***** MATERIAL FOR THIS TASK *****
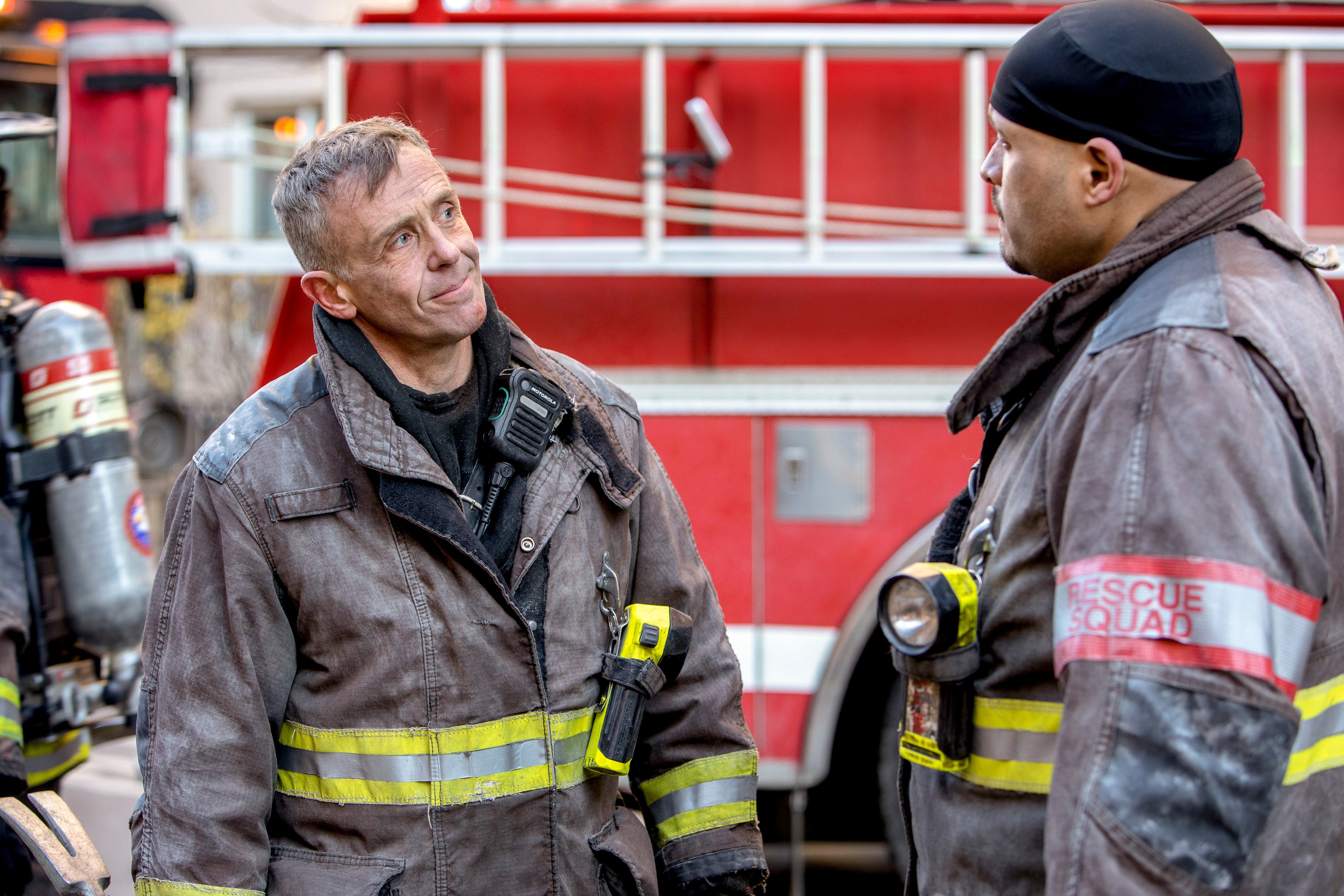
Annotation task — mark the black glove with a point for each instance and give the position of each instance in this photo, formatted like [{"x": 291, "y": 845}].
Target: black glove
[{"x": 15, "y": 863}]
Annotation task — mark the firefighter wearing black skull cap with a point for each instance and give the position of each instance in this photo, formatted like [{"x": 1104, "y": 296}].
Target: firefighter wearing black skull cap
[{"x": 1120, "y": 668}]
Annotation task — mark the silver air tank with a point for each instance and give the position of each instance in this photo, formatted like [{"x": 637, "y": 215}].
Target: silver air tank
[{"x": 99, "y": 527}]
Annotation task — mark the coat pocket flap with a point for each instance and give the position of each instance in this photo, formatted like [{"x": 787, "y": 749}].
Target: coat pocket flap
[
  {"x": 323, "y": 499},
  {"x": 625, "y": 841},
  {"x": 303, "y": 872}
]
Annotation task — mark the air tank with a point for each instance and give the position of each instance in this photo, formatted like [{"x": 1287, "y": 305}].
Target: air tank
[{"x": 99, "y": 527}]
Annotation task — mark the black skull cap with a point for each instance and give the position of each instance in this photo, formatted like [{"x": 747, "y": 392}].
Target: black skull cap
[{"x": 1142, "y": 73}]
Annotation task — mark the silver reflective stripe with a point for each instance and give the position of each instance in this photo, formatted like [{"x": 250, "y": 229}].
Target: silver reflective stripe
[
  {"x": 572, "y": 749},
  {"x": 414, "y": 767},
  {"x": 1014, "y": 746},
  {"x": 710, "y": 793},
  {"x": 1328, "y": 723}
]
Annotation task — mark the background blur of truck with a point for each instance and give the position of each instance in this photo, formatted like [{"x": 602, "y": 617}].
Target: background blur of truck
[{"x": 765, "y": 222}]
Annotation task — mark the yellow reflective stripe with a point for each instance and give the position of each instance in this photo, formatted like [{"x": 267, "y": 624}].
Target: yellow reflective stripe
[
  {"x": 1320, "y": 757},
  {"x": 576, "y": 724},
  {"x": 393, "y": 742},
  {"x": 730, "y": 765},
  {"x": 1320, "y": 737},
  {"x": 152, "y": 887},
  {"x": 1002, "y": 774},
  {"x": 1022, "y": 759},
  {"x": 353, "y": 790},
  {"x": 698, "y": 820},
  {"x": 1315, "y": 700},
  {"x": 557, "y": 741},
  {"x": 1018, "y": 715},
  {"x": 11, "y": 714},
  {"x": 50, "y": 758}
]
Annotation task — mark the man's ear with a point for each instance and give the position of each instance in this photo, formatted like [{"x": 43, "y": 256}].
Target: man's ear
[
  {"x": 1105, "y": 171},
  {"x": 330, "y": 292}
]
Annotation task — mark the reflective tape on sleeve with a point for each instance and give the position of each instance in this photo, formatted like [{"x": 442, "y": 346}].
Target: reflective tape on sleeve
*****
■ YOUR INSTRUCTIONS ■
Recast the entire listing above as a Markdown table with two columns, No. and Listing line, giving each line its own numbered row and skipping blank lines. Omit the pictures.

■ REPLY ■
| No. | Listing line |
|---|---|
| 1 | Annotation task — mark the black glove with a point for each instance and give the position of each instance in this photo, formatted like [{"x": 291, "y": 845}]. |
| 2 | Target: black glove |
| 3 | [{"x": 15, "y": 863}] |
| 4 | Annotation task — mark the firefighter wearing black skull cap with a point for each instance and give the position of each instance in this photo, formatted like [{"x": 1104, "y": 296}]. |
| 5 | Target: firefighter wearing black skull cap |
| 6 | [{"x": 1120, "y": 668}] |
| 7 | Annotation task — mark the silver air tank with a point for each instance and give the position of each instance in this photo, formatted like [{"x": 637, "y": 215}]. |
| 8 | Target: silver air tank |
| 9 | [{"x": 99, "y": 527}] |
| 10 | Annotation task — mark the coat pocket flap with a point for each instance and give the position of each instance in this photo, formatted like [{"x": 787, "y": 749}]. |
| 11 | Target: coat pocket flap |
| 12 | [ |
| 13 |   {"x": 323, "y": 499}, |
| 14 |   {"x": 625, "y": 841}, |
| 15 |   {"x": 303, "y": 872} |
| 16 | ] |
| 17 | Annotation task — mark the air tank with a point for each instance and give the position of each instance in this photo, formatted like [{"x": 1287, "y": 305}]. |
| 18 | Target: air tank |
| 19 | [{"x": 99, "y": 527}] |
| 20 | Annotation task — mark the black skull cap with a point for each instance and give the position of each instance in this photo, formatted like [{"x": 747, "y": 392}]. |
| 21 | Target: black skull cap |
| 22 | [{"x": 1142, "y": 73}] |
| 23 | Annotation task — mark the silver reflective stripe with a point for each instance and give the position of each instance in this photo, formatted like [{"x": 250, "y": 229}]. |
| 24 | Target: silver reflective stripe |
| 25 | [ |
| 26 |   {"x": 572, "y": 749}, |
| 27 |   {"x": 414, "y": 767}, |
| 28 |   {"x": 1014, "y": 746}, |
| 29 |   {"x": 710, "y": 793}, |
| 30 |   {"x": 1328, "y": 723} |
| 31 | ] |
| 32 | Annotation task — mark the background blur of truck with a point for each instance and give the position of each instance in this photo, formatted like [{"x": 602, "y": 617}]. |
| 33 | Target: background blur of truck |
| 34 | [{"x": 765, "y": 222}] |
| 35 | Annotation task — mark the yellow reflective stripe with a point for each instance and give the position of each instance in this photo, formatted like [{"x": 267, "y": 624}]. |
| 36 | Target: yellow reflective stripe |
| 37 | [ |
| 38 |   {"x": 1320, "y": 757}, |
| 39 |   {"x": 576, "y": 724}, |
| 40 |   {"x": 393, "y": 742}, |
| 41 |   {"x": 730, "y": 765}, |
| 42 |   {"x": 1320, "y": 737}, |
| 43 |   {"x": 152, "y": 887}, |
| 44 |   {"x": 1002, "y": 774}, |
| 45 |   {"x": 1022, "y": 759}, |
| 46 |   {"x": 353, "y": 790}, |
| 47 |   {"x": 698, "y": 820}, |
| 48 |   {"x": 1315, "y": 700}, |
| 49 |   {"x": 557, "y": 741}, |
| 50 |   {"x": 1018, "y": 715}, |
| 51 |   {"x": 11, "y": 714}, |
| 52 |   {"x": 50, "y": 758} |
| 53 | ] |
| 54 | Annotation task — mark the man's ear with a point for each instance and give the position of each instance in this photo, formatted like [{"x": 43, "y": 256}]. |
| 55 | Target: man's ear |
| 56 | [ |
| 57 |   {"x": 1105, "y": 171}, |
| 58 |   {"x": 330, "y": 292} |
| 59 | ] |
| 60 | Annotation task — mark the reflective tape on sleeve with a point for each instance and give the position of each instance in this photo, formatted like [{"x": 442, "y": 346}]. |
| 61 | Target: reflective tape on sleeve |